**Material provided:**
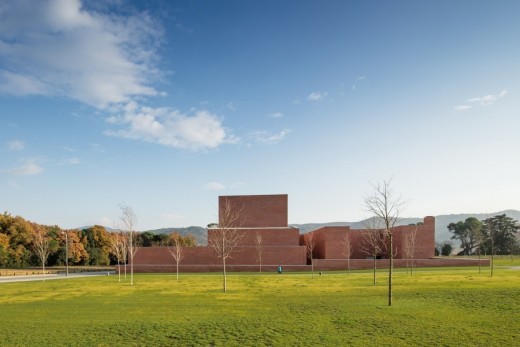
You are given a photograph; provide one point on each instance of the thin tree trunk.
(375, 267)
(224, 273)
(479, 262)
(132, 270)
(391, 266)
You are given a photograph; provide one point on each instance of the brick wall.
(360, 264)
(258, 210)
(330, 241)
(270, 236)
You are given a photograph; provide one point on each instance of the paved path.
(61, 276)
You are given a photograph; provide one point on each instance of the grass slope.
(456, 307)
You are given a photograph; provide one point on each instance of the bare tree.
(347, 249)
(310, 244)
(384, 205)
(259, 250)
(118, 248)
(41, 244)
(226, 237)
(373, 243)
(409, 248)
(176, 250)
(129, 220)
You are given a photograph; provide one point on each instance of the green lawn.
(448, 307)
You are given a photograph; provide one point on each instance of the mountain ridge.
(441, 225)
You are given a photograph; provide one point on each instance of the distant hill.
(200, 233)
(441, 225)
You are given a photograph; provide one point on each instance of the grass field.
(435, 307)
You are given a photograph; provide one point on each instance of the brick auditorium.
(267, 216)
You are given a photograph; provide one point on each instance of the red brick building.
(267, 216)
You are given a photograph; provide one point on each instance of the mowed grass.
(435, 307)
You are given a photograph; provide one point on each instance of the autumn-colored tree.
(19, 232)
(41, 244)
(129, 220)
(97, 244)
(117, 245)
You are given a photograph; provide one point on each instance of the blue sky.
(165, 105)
---
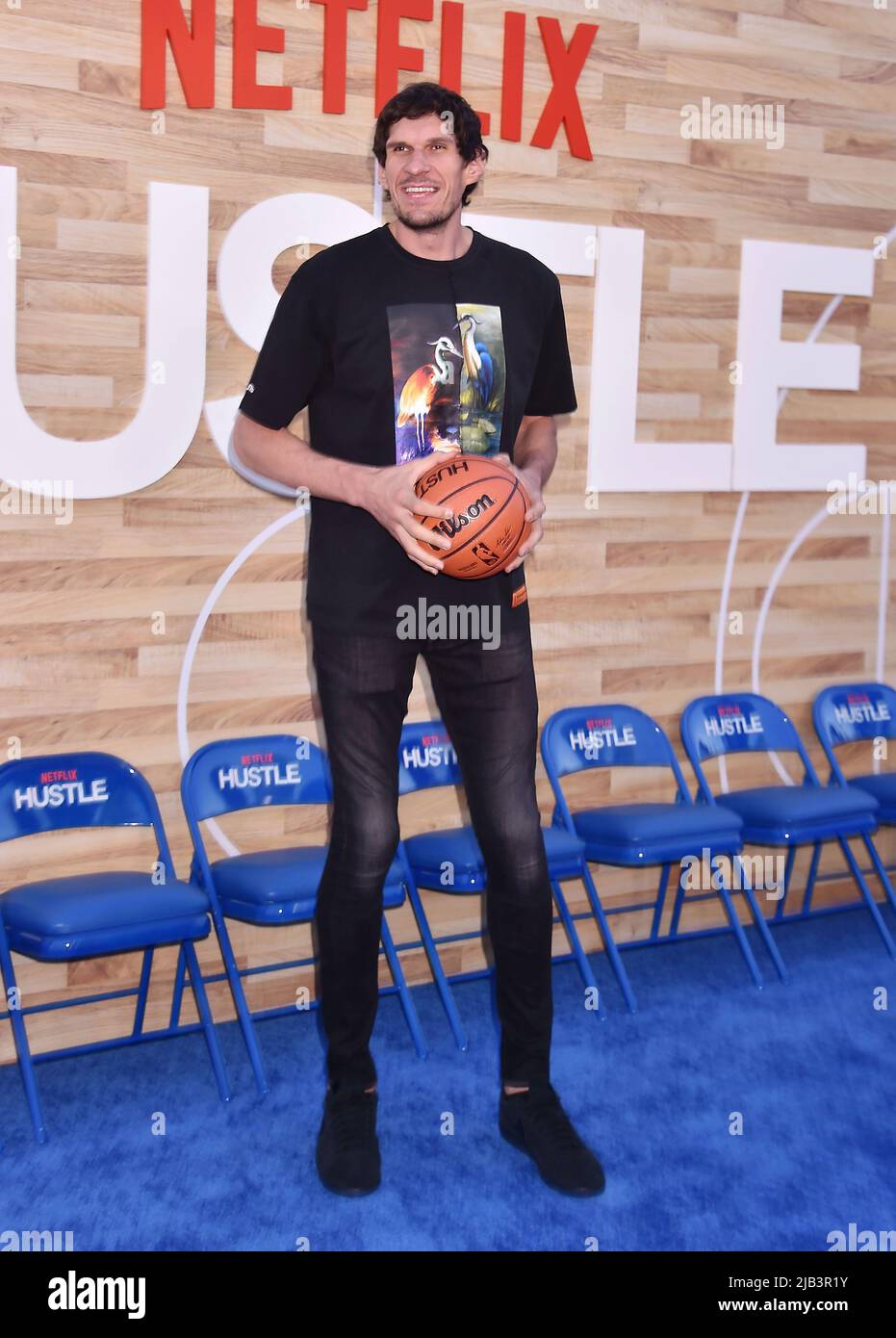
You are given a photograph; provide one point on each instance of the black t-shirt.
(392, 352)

**Set exercise:** Count the lines in the data above that contain the string "grass", treating uppercase and lowercase as different. Give only the number.

**Solution to the exercise:** 3